◆ YOUR TASK
Retype the tail of the data exactly, starting at the line containing "indicate the coastal" and stopping at the last line.

** start DATA FOR THIS TASK **

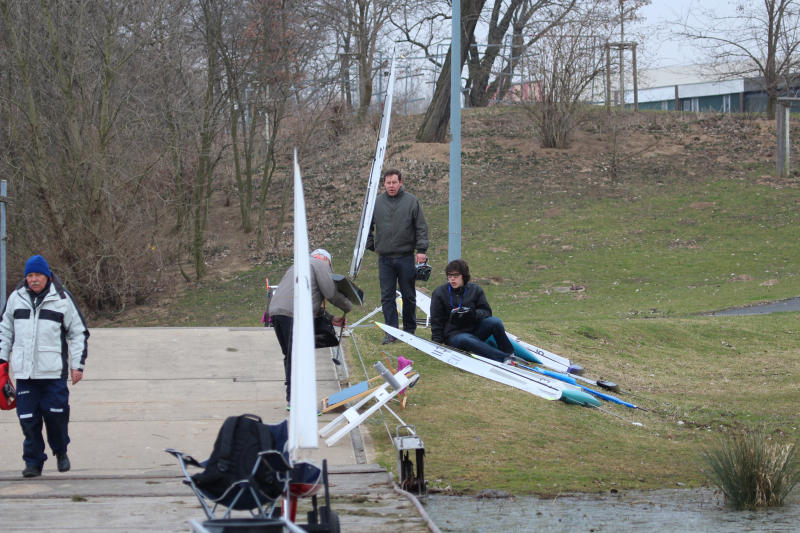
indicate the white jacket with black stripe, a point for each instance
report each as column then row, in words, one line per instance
column 45, row 342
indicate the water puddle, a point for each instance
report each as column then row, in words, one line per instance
column 791, row 304
column 676, row 510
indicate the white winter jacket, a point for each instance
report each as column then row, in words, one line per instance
column 43, row 343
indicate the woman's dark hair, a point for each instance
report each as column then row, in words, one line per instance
column 460, row 266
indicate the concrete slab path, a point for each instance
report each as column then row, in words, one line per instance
column 146, row 389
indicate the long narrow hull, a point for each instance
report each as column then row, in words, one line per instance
column 541, row 387
column 374, row 180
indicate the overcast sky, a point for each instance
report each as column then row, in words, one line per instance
column 661, row 48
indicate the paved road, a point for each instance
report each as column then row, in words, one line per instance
column 146, row 389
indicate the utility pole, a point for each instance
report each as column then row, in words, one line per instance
column 454, row 229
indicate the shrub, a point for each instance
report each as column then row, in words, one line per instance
column 753, row 470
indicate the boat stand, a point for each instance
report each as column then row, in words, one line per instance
column 410, row 480
column 353, row 417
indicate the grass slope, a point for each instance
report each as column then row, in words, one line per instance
column 619, row 277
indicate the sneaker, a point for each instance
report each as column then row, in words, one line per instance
column 63, row 462
column 32, row 471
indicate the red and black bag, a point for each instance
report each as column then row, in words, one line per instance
column 8, row 394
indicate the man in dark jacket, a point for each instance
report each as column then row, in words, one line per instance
column 461, row 316
column 44, row 335
column 398, row 228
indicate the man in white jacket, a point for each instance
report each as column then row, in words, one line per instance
column 44, row 336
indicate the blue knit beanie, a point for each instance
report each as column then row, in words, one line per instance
column 37, row 264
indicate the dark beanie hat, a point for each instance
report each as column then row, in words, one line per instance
column 37, row 264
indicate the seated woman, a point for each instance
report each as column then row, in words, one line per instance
column 461, row 316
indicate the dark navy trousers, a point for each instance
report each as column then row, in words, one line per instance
column 398, row 273
column 43, row 402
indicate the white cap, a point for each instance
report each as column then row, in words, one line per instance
column 323, row 253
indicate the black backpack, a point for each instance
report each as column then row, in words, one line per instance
column 235, row 453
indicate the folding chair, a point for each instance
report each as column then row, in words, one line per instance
column 263, row 503
column 247, row 494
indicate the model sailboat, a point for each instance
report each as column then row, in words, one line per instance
column 374, row 180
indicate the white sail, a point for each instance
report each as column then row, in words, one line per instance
column 374, row 179
column 303, row 404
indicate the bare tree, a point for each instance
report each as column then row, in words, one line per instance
column 758, row 39
column 529, row 20
column 360, row 24
column 437, row 116
column 72, row 117
column 561, row 67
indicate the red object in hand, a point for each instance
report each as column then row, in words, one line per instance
column 8, row 394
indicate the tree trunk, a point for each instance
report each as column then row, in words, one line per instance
column 437, row 117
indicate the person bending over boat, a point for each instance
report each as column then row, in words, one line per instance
column 461, row 316
column 281, row 305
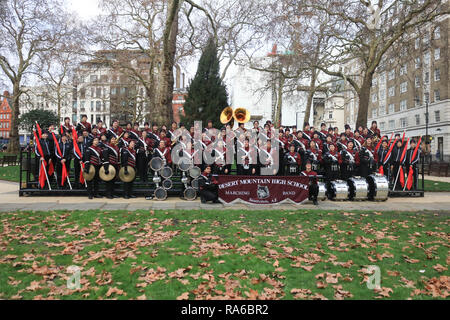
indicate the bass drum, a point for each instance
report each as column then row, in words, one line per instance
column 195, row 172
column 194, row 184
column 160, row 194
column 358, row 189
column 378, row 187
column 156, row 164
column 338, row 190
column 167, row 184
column 166, row 172
column 322, row 196
column 190, row 194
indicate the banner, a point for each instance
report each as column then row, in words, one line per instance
column 263, row 189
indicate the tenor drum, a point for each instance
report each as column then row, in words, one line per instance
column 358, row 188
column 378, row 187
column 190, row 194
column 167, row 184
column 322, row 192
column 156, row 164
column 195, row 172
column 167, row 172
column 338, row 190
column 194, row 184
column 160, row 194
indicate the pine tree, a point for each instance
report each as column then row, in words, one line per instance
column 207, row 95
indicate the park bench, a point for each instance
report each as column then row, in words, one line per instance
column 8, row 161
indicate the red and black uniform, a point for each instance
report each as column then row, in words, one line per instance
column 349, row 163
column 81, row 126
column 92, row 157
column 293, row 163
column 128, row 159
column 313, row 186
column 111, row 157
column 368, row 161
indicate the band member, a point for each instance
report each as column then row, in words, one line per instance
column 110, row 156
column 78, row 159
column 66, row 127
column 331, row 163
column 83, row 125
column 368, row 159
column 396, row 162
column 314, row 156
column 92, row 157
column 65, row 157
column 208, row 186
column 412, row 162
column 313, row 186
column 349, row 161
column 128, row 159
column 144, row 150
column 383, row 160
column 293, row 161
column 247, row 164
column 48, row 150
column 115, row 131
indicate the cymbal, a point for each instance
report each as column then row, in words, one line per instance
column 107, row 177
column 127, row 177
column 89, row 176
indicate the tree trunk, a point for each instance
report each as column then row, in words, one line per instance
column 14, row 141
column 164, row 112
column 311, row 93
column 364, row 97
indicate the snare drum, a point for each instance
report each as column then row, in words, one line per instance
column 378, row 187
column 358, row 188
column 167, row 172
column 338, row 190
column 160, row 194
column 322, row 196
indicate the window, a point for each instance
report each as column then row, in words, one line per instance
column 374, row 97
column 417, row 62
column 437, row 54
column 437, row 116
column 403, row 87
column 437, row 33
column 391, row 108
column 391, row 74
column 437, row 95
column 403, row 105
column 392, row 91
column 403, row 122
column 437, row 74
column 417, row 82
column 403, row 69
column 426, row 58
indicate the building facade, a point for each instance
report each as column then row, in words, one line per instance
column 5, row 116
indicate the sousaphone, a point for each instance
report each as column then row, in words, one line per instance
column 90, row 175
column 127, row 177
column 107, row 177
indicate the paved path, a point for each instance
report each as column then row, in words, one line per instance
column 10, row 201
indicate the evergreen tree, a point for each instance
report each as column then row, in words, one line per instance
column 207, row 95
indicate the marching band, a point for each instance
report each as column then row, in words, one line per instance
column 115, row 153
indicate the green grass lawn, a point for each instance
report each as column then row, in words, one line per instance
column 223, row 254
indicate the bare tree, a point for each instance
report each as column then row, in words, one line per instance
column 29, row 27
column 363, row 31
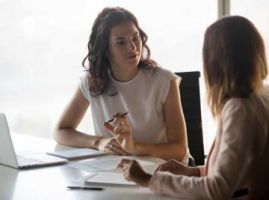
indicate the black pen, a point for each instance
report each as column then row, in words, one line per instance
column 121, row 115
column 84, row 188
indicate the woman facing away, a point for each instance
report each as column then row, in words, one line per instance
column 121, row 77
column 234, row 69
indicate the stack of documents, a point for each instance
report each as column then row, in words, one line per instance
column 107, row 179
column 103, row 170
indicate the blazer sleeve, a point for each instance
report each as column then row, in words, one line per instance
column 231, row 166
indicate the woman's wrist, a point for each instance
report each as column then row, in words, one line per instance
column 95, row 142
column 194, row 171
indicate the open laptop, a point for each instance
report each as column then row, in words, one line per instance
column 9, row 158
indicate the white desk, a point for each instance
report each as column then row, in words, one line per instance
column 51, row 182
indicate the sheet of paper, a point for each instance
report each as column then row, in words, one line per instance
column 108, row 179
column 109, row 163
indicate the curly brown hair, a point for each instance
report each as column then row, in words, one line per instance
column 96, row 62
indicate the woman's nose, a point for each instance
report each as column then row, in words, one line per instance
column 132, row 45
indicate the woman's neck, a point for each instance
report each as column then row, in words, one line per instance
column 124, row 75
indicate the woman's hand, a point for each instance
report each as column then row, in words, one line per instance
column 111, row 145
column 132, row 171
column 178, row 168
column 122, row 131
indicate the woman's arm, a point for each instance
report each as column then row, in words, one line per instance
column 65, row 131
column 176, row 147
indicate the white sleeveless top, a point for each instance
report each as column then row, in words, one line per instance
column 142, row 97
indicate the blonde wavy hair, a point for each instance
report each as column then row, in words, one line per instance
column 234, row 61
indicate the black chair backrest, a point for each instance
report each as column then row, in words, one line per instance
column 190, row 98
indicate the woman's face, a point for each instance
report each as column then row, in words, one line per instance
column 125, row 46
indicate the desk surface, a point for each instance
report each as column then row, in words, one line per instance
column 51, row 182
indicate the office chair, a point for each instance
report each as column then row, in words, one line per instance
column 190, row 98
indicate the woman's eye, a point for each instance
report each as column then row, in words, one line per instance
column 136, row 38
column 121, row 43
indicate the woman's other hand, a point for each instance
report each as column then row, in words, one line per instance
column 111, row 145
column 178, row 168
column 122, row 132
column 132, row 171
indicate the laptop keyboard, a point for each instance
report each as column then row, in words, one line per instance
column 22, row 161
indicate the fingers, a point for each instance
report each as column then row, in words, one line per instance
column 115, row 148
column 124, row 163
column 108, row 126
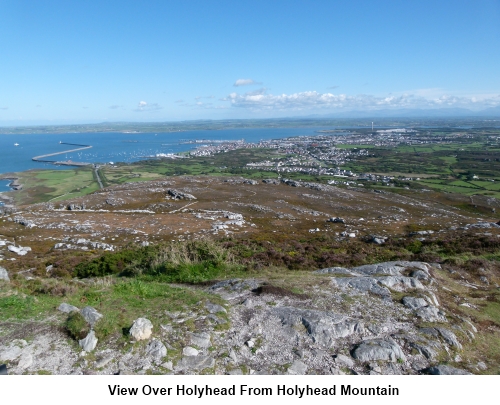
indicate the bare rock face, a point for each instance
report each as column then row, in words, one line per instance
column 322, row 327
column 89, row 342
column 67, row 308
column 4, row 275
column 156, row 349
column 91, row 315
column 141, row 329
column 379, row 349
column 445, row 370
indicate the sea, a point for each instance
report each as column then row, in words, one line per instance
column 119, row 147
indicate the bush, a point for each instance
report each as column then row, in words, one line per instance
column 116, row 262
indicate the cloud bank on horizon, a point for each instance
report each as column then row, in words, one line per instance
column 175, row 61
column 313, row 100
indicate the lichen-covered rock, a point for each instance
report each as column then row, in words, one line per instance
column 89, row 342
column 67, row 308
column 297, row 368
column 156, row 349
column 362, row 284
column 445, row 370
column 141, row 329
column 414, row 303
column 323, row 327
column 197, row 363
column 90, row 315
column 4, row 275
column 379, row 349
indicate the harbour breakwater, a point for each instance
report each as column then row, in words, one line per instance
column 42, row 158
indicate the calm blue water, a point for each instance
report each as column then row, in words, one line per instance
column 118, row 147
column 4, row 185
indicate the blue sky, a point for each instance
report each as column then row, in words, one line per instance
column 93, row 61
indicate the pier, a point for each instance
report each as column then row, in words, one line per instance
column 42, row 158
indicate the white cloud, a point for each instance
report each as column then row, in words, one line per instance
column 309, row 100
column 144, row 106
column 245, row 82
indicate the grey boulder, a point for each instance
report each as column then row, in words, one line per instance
column 89, row 342
column 67, row 308
column 141, row 329
column 414, row 303
column 4, row 275
column 156, row 349
column 322, row 327
column 363, row 284
column 90, row 315
column 379, row 349
column 445, row 370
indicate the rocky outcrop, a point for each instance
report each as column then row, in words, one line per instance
column 4, row 275
column 141, row 329
column 445, row 370
column 379, row 349
column 89, row 342
column 90, row 315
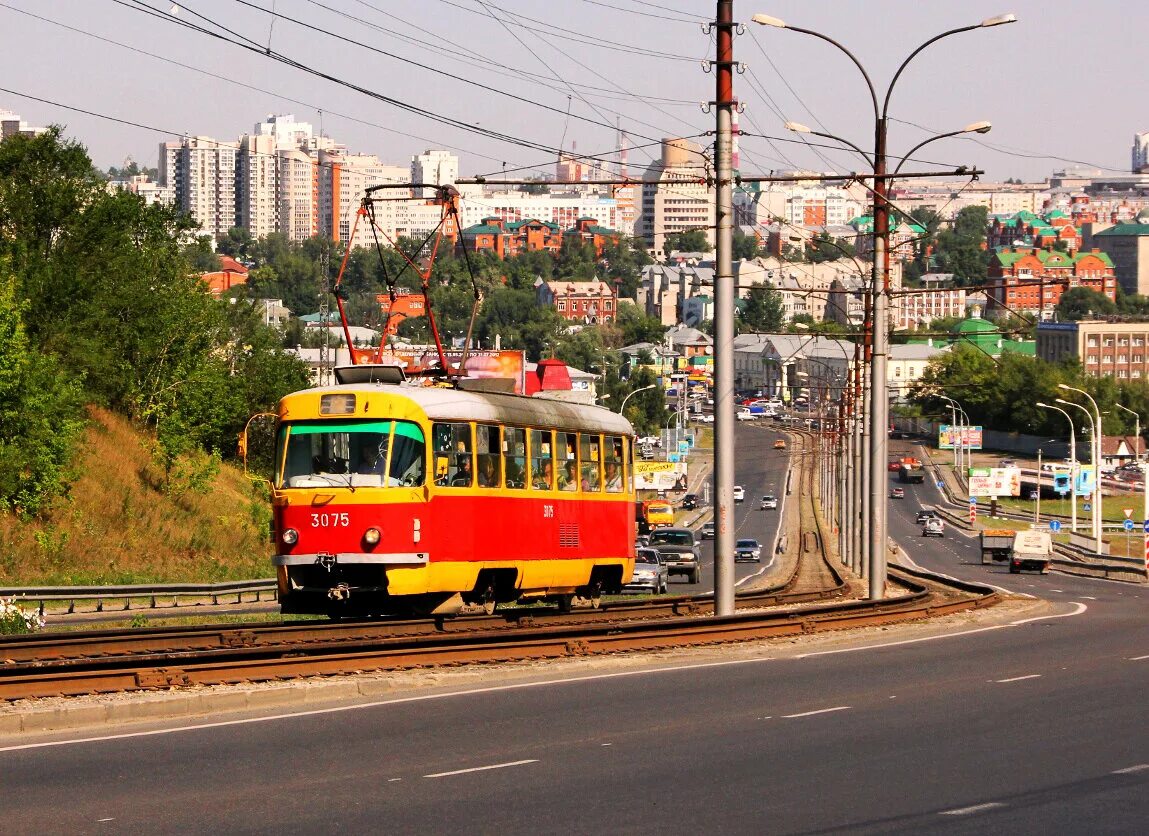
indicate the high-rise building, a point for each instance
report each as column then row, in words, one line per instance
column 1141, row 153
column 433, row 168
column 257, row 185
column 676, row 196
column 205, row 180
column 342, row 182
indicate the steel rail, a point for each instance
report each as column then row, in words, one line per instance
column 237, row 665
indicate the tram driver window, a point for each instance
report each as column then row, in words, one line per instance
column 591, row 449
column 612, row 464
column 515, row 457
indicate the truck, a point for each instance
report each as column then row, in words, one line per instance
column 1031, row 550
column 911, row 471
column 996, row 544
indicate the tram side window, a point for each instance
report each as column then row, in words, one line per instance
column 542, row 466
column 515, row 457
column 453, row 465
column 591, row 455
column 567, row 457
column 612, row 464
column 486, row 448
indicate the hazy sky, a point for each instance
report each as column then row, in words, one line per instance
column 1066, row 84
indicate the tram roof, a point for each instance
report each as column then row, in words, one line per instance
column 444, row 403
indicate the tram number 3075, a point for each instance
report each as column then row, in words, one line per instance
column 331, row 520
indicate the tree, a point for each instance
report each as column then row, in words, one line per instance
column 762, row 311
column 1084, row 303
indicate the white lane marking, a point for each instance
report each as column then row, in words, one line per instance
column 974, row 809
column 482, row 768
column 1078, row 611
column 819, row 711
column 1131, row 769
column 504, row 688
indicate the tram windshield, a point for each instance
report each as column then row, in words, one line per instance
column 349, row 454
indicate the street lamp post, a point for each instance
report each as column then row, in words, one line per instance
column 879, row 289
column 1072, row 465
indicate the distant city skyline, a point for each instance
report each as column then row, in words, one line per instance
column 1057, row 93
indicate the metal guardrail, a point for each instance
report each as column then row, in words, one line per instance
column 151, row 593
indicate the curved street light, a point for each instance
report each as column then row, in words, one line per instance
column 1095, row 523
column 1072, row 464
column 879, row 288
column 632, row 394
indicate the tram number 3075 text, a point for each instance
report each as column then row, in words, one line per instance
column 331, row 520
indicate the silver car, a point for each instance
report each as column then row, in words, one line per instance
column 650, row 573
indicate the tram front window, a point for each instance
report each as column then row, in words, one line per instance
column 351, row 454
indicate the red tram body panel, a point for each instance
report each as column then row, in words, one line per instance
column 406, row 498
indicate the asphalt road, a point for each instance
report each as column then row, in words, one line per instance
column 760, row 469
column 1025, row 724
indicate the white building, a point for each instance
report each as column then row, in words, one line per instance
column 676, row 196
column 434, row 168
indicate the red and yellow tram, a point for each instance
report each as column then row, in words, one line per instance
column 399, row 498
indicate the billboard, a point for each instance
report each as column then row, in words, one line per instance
column 660, row 475
column 995, row 481
column 953, row 435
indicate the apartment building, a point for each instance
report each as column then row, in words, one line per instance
column 1104, row 349
column 676, row 196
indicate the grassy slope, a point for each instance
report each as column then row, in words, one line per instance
column 116, row 526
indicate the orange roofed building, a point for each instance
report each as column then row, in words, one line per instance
column 229, row 275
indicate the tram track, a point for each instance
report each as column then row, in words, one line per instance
column 101, row 662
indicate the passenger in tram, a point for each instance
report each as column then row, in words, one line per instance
column 612, row 478
column 568, row 480
column 488, row 474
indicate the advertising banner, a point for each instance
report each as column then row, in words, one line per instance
column 995, row 481
column 954, row 435
column 1086, row 480
column 660, row 475
column 479, row 363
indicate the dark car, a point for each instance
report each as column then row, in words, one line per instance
column 747, row 550
column 679, row 550
column 650, row 573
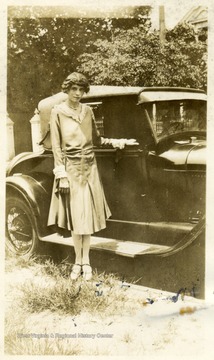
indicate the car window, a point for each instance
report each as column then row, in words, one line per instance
column 170, row 117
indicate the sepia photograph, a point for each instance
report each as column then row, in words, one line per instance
column 107, row 196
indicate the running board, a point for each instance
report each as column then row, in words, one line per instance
column 124, row 248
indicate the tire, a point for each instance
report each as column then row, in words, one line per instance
column 21, row 234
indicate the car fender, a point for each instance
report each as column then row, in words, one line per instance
column 35, row 195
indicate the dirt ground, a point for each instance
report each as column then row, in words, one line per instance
column 154, row 326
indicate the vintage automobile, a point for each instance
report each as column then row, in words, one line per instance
column 156, row 190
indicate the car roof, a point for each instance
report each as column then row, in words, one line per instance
column 145, row 94
column 108, row 90
column 153, row 94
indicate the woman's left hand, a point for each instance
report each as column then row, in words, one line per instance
column 64, row 187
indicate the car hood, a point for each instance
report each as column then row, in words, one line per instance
column 191, row 152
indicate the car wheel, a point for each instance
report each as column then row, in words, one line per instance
column 21, row 235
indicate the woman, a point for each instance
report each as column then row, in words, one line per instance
column 78, row 202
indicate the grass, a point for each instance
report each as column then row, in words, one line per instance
column 47, row 297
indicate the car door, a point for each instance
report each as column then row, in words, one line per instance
column 123, row 171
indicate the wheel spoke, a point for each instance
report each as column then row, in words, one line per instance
column 19, row 229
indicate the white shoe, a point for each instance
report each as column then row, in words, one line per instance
column 76, row 271
column 87, row 272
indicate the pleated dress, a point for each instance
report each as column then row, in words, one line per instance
column 84, row 210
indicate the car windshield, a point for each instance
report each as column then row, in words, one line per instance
column 171, row 117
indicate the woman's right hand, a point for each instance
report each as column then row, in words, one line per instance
column 64, row 187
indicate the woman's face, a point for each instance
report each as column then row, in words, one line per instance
column 76, row 93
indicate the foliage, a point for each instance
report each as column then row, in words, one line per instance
column 136, row 57
column 42, row 51
column 122, row 50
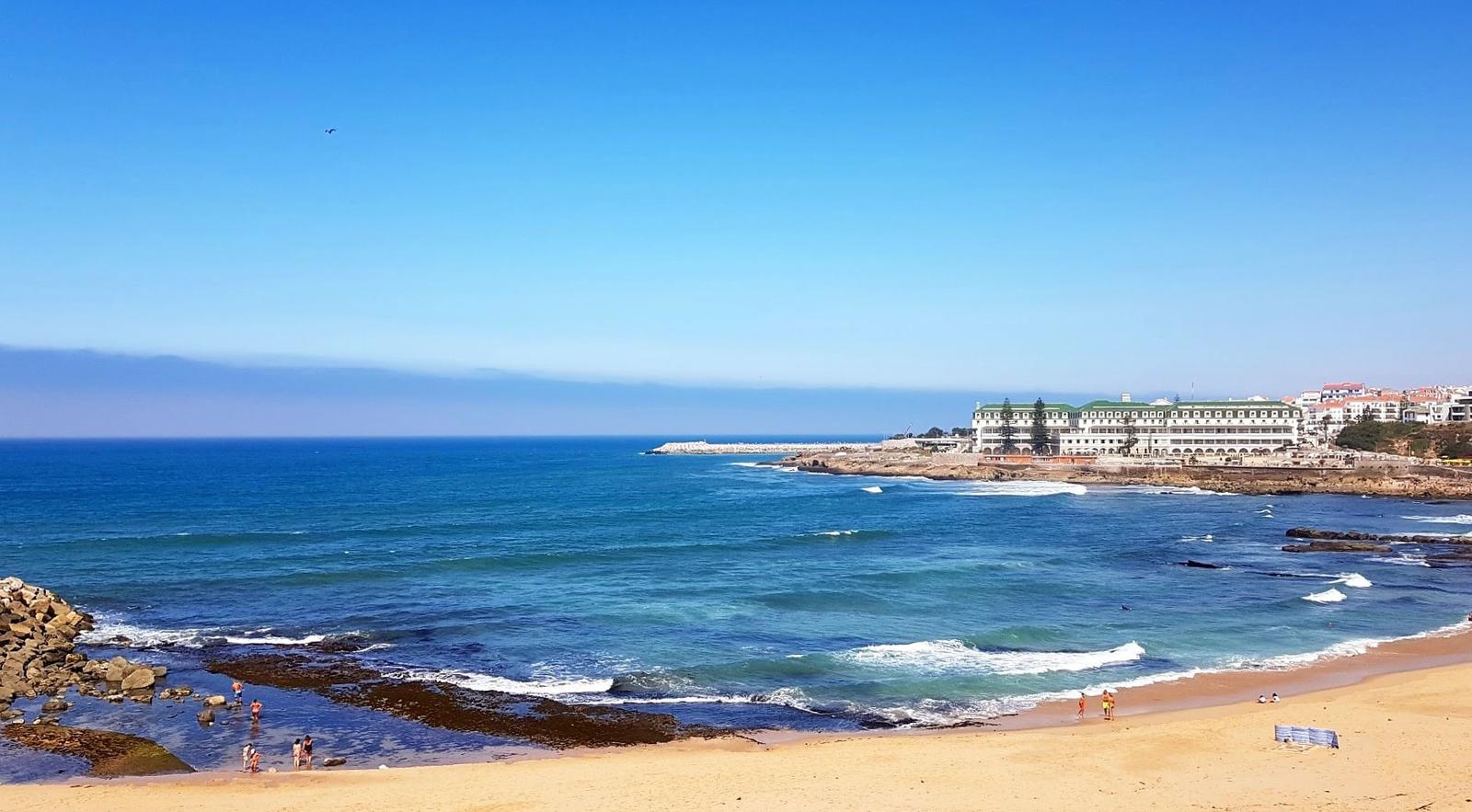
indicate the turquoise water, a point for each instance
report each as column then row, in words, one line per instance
column 707, row 588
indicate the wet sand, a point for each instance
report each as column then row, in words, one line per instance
column 1204, row 743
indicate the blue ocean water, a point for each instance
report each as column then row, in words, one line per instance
column 706, row 586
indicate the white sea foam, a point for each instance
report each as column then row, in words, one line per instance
column 941, row 657
column 1409, row 559
column 1459, row 518
column 142, row 637
column 1025, row 487
column 1177, row 490
column 549, row 686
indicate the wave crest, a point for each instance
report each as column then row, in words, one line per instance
column 939, row 657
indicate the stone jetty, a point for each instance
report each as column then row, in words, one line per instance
column 703, row 448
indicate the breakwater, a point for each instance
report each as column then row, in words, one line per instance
column 703, row 448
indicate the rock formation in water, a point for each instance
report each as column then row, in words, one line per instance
column 39, row 654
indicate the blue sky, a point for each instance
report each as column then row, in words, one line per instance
column 949, row 196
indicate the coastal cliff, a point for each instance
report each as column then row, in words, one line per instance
column 1422, row 481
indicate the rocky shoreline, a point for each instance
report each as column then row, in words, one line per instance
column 41, row 669
column 39, row 643
column 1457, row 547
column 443, row 705
column 1410, row 483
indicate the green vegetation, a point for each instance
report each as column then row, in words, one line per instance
column 1131, row 434
column 1444, row 440
column 1040, row 429
column 1007, row 429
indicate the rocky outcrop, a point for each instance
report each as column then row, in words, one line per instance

** end DATA FOR THIS TASK **

◆ CORRECT ANSWER
indicate the coastal cliff, a point for each instance
report each as column then row, in words, one line per instance
column 1422, row 481
indicate the rocky shoreline, a point for each instance
report each as column then row, in words, one line per instance
column 41, row 669
column 39, row 643
column 1457, row 547
column 443, row 705
column 1410, row 483
indicate the green vegetation, a point for each instance
report each as column then row, in words, one line per instance
column 1131, row 434
column 1444, row 440
column 1040, row 429
column 1007, row 429
indicate the rocky outcrop, a point for each instance
report each as column then row, in words, one line per instance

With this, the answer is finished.